▶ [Texte du document]:
□ □ □ □ □ □ □

Ce phénomène semble toutefois ne concerner que les produits et les biens « virtuels ».
J. R : Les autres secteurs industriels pensent en effet qu’il y a une limite infranchissable à cette révolution qui leur évitera d’être touchés : celle de la matérialité. Mais ce qu’ils ne réalisent pas, c’est qu’avec l’Internet des objets, l’Internet des énergies et les sites de partage de services et de biens tels qu’Airbnb ou BlaBlaCar, ce phénomène est en train de se répandre de manière massive. Toutes les industries seront finalement affectées. Prenons l’Internet des objets : avec des imprimantes 3D, il est maintenant possible d’accéder à des logiciels libres de droits et d’imprimer des objets en recyclant des matériaux comme du plastique, du papier ou du métal. Une première voiture imprimée en 3D vient d’être produite. Le président Obama veut que chaque école ait une imprimante 3D dans les années à venir. Le phénomène va faire boule de neige. Cela veut dire que des millions de jeunes vont produire un nombre incalculable d’objets utiles et devenir des « pro-sommateurs » – des consommateurs devenus des producteurs contributifs. Cela aura un impact économique considérable.
Qu’est-ce que l’Internet des énergies ?
J. R : Nos nouvelles technologies permettent un nouveau régime énergétique : l’énergie distribuée. Les énergies distribuées sont plus connues sous le terme d’énergies renouvelables : le solaire, l’éolien, la géothermie, etc. Nous les appelons « distribuées » car contrairement aux énergies fossiles que nous utilisons actuellement et qui ne sont accessibles que dans certains endroits du globe, elles sont disponibles sur chaque centimètre carré de la planète. Tout le monde peut les produire et les distribuer à un coût marginal proche de zéro, une fois que l’équipement est rentabilisé. Le soleil, le vent, la terre, la mer, la biomasse, n’envoient pas de factures. Plus besoin de stratégies militaires colossales pour les sécuriser ni d’énormes investissements en capitaux pour les produire et de les amener jusque chez vous. Ainsi, les bâtiments vont devenir des sources d’énergie. Bouygues a construit à Paris un bâtiment qui produit tellement d’énergie par lui-même qu’il en renvoie dans le réseau de distribution.

□ □ □ □ □ □ □

▶ [Données d'entrée]:
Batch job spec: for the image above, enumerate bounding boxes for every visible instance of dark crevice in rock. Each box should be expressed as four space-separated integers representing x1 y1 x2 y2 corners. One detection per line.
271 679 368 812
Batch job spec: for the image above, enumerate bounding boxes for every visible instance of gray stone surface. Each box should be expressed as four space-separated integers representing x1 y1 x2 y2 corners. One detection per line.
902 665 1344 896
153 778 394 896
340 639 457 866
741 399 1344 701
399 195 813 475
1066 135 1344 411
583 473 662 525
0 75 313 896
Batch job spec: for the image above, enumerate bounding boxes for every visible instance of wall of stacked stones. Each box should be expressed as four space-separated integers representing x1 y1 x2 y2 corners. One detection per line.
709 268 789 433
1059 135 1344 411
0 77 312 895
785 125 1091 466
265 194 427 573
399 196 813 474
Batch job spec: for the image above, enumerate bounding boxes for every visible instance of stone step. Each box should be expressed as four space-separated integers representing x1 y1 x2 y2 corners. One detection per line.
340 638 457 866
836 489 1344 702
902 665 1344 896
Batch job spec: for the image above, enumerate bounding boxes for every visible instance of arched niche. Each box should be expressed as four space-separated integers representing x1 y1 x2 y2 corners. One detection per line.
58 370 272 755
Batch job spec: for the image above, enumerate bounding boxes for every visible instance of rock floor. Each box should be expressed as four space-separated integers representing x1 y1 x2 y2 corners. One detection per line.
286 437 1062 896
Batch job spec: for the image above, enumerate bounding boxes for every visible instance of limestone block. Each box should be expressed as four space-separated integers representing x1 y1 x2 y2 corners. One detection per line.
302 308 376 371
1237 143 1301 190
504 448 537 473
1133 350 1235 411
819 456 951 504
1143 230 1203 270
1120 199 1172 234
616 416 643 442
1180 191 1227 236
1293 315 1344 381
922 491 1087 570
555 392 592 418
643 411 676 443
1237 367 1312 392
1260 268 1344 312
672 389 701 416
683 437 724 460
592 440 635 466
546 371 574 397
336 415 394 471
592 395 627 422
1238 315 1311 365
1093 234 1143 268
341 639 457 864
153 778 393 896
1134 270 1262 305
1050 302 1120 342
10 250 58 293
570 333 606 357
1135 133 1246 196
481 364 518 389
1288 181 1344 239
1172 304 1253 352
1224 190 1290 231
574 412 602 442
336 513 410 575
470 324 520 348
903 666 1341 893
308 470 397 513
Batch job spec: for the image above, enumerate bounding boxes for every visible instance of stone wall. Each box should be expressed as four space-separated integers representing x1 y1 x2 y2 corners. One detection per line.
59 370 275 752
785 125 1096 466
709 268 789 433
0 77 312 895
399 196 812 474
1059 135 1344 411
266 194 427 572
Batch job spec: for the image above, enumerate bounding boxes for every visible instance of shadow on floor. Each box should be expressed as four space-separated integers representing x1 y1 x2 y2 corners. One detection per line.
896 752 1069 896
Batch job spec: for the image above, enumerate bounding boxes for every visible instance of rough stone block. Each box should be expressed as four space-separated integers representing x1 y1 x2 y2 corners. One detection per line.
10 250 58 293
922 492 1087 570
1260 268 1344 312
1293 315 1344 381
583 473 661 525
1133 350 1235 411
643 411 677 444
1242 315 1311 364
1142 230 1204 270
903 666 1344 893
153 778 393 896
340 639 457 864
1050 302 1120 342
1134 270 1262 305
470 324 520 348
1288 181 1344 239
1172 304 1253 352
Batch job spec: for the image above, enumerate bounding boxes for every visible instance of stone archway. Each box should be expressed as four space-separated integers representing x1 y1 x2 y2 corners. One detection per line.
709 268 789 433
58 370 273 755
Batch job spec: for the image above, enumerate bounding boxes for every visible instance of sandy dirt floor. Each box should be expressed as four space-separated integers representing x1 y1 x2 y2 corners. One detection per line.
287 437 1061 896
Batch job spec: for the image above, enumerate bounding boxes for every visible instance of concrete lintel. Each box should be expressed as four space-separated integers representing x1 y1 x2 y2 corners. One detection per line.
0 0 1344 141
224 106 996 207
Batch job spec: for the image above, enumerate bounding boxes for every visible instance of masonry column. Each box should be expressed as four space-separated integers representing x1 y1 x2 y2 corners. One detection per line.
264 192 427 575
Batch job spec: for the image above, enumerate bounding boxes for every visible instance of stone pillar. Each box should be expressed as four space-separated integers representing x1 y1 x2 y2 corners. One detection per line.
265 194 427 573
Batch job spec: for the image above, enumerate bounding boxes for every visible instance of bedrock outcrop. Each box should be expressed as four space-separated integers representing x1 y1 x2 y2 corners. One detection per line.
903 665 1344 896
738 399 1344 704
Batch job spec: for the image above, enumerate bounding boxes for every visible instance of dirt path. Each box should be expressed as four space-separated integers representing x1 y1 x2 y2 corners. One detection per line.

□ □ □ □ □ □ □

▶ [Consignes]:
a. Modifie la liste en remplaçant « enumerate » par « list », en commençant à la ligne qui contient « of stone step. » et en allant jusqu'à la ligne qui contient « 896 752 1069 896 », incluse. Redonne seulement ces lignes, sans rien changer d'autre.
b. Rédige la suite du texte sur l'Internet des énergies à partir de son dernier passage.
Le texte et la liste n'ont aucun lien entre eux.

▶ [Réponses]:
a.
Batch job spec: for the image above, list bounding boxes for every visible instance of stone step. Each box should be expressed as four space-separated integers representing x1 y1 x2 y2 corners. One detection per line.
340 638 457 866
836 489 1344 702
902 665 1344 896
Batch job spec: for the image above, list bounding boxes for every visible instance of arched niche. Each box should be expressed as four space-separated integers representing x1 y1 x2 y2 corners. One detection per line.
58 370 272 755
Batch job spec: for the image above, list bounding boxes for every visible instance of rock floor. Each box should be expressed as four space-separated integers representing x1 y1 x2 y2 corners. One detection per line.
286 437 1062 896
Batch job spec: for the image above, list bounding boxes for every visible instance of limestone block. Each box should be expressed as four space-separated integers representing x1 y1 x2 y2 corners. One detection per line.
302 308 376 371
1237 143 1301 190
504 448 537 473
1133 350 1235 411
819 456 951 504
1143 230 1203 270
1120 199 1172 234
616 416 643 442
1180 191 1227 236
1293 315 1344 381
922 491 1087 570
555 392 592 418
643 411 676 443
1237 367 1312 392
1260 268 1344 312
672 389 701 416
683 437 724 460
592 440 635 466
546 371 574 397
336 415 394 471
592 395 627 422
1238 315 1311 365
1093 234 1143 268
341 639 457 864
153 778 393 896
1134 270 1262 305
1050 302 1120 342
10 250 58 293
570 333 606 357
1135 133 1246 196
481 364 518 389
1288 181 1344 239
1172 304 1253 352
1224 190 1290 231
574 412 602 442
336 513 410 575
470 324 520 348
903 666 1341 893
308 470 397 513
Batch job spec: for the image above, list bounding boxes for every visible instance of stone wall. Each box should be expressed as four space-separated integers representing x1 y1 x2 y2 corners. One detection per line.
59 370 275 752
785 125 1096 466
709 268 789 433
0 77 312 895
399 196 812 474
1059 135 1344 411
266 194 427 572
Batch job spec: for the image above, list bounding boxes for every visible instance of shadow on floor. Each box should be expressed as four space-separated integers representing x1 y1 x2 y2 corners. One detection per line.
896 752 1069 896

b.
Nous avons aussi de nouveaux moyens de stockage de ces énergies. Pendant des années, les gouvernements ont dit qu’il n’est pas sérieux de gérer une économie mondiale avec des énergies renouvelables. Mais aujourd’hui, nous pouvons utiliser notre infrastructure pour créer un Internet de l’énergie – c’est à dire échanger de l’énergie à travers les continents. Cela va produire un changement de régime énergétique colossal. 35 % de l’électricité allemande proviendra bientôt de sources renouvelables. En l’espace de 5 ans, nous avons vu toutes sortes de petites structures collaboratives, qui partagent leur énergie et fonctionnent démocratiquement, mettre à mal les 4 ou 5 grosses entreprises énergétiques allemandes. Qui aurait imaginé cela ? Les choses vont vite, très vite.
Nous serions donc en présence de nouveaux moyens d’extension de notre empathie ?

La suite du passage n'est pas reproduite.